------ Supplied records ------

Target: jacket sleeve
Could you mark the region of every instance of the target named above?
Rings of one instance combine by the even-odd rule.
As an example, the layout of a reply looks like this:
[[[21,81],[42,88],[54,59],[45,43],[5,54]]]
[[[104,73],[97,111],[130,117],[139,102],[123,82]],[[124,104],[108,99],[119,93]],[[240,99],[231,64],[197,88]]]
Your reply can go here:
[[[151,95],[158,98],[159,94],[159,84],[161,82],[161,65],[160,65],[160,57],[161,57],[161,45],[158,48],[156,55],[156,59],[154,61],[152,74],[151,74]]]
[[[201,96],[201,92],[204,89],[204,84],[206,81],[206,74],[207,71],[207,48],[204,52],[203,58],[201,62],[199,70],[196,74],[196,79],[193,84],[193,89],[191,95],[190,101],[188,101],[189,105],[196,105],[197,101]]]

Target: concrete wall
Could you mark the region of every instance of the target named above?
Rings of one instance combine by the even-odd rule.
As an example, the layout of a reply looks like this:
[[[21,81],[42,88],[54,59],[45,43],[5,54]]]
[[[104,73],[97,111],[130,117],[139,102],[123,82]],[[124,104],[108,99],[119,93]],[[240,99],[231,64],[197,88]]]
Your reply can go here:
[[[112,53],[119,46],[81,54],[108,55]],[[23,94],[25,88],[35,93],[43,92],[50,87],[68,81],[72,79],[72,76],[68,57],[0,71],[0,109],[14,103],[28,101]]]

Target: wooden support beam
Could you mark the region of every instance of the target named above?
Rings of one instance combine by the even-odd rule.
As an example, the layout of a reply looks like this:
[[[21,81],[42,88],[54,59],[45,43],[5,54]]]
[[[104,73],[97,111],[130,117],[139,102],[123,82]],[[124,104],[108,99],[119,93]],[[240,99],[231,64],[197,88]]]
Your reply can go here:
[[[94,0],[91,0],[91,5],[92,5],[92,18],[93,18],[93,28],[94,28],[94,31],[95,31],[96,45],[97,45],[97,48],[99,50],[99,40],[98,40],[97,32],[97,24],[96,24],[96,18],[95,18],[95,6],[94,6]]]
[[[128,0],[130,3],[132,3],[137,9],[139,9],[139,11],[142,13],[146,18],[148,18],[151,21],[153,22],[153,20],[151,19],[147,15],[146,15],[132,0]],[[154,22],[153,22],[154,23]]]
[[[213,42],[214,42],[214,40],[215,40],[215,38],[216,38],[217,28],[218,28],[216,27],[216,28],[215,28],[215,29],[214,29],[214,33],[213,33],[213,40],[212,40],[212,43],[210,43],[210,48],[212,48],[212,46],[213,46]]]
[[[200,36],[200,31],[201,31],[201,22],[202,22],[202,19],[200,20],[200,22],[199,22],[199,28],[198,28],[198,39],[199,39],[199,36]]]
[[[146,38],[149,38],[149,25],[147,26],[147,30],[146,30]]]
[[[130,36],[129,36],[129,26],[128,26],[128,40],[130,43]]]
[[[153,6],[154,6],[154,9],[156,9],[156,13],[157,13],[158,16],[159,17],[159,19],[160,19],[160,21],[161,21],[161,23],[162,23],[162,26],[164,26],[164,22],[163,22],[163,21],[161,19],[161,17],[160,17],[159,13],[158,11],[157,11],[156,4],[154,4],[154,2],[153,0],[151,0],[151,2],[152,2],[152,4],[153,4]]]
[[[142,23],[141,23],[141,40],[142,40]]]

------

• Directions
Retype the lines word for word, starting at the line that contains "Target: wooden support beam" and stopping after the line that contains "[[[130,36],[129,36],[129,26],[128,26],[128,40],[130,43]]]".

• Correct answer
Target: wooden support beam
Could you mark the region of every instance of the target named above?
Rings of one instance combine by the even-odd rule.
As an example, the layout of a reply looks like this:
[[[21,81],[42,88],[54,59],[45,43],[5,54]]]
[[[104,73],[97,111],[130,117],[139,102],[123,82]],[[124,104],[108,99],[119,93]],[[240,99],[231,64],[197,88]]]
Your reply can go here:
[[[94,0],[91,0],[91,5],[92,5],[92,18],[93,18],[93,28],[94,28],[94,31],[95,31],[96,45],[97,45],[97,48],[99,50],[99,40],[98,40],[97,32],[97,24],[96,24],[96,18],[95,18],[95,6],[94,6]]]
[[[128,0],[130,3],[132,3],[137,9],[139,9],[139,11],[142,13],[146,18],[148,18],[151,21],[153,22],[153,20],[151,19],[147,15],[146,15],[132,0]],[[154,22],[153,22],[154,23]]]
[[[213,42],[214,42],[214,40],[215,40],[215,38],[216,38],[217,28],[218,28],[216,27],[216,28],[215,28],[215,29],[214,29],[214,33],[213,33],[213,40],[212,40],[212,43],[210,43],[210,48],[212,48],[212,46],[213,46]]]
[[[200,36],[200,31],[201,31],[201,22],[202,22],[202,19],[200,20],[200,22],[199,22],[199,28],[198,28],[198,39],[199,39],[199,36]]]
[[[146,38],[149,38],[149,25],[147,26],[147,30],[146,30]]]
[[[130,36],[129,36],[129,26],[128,26],[128,40],[130,43]]]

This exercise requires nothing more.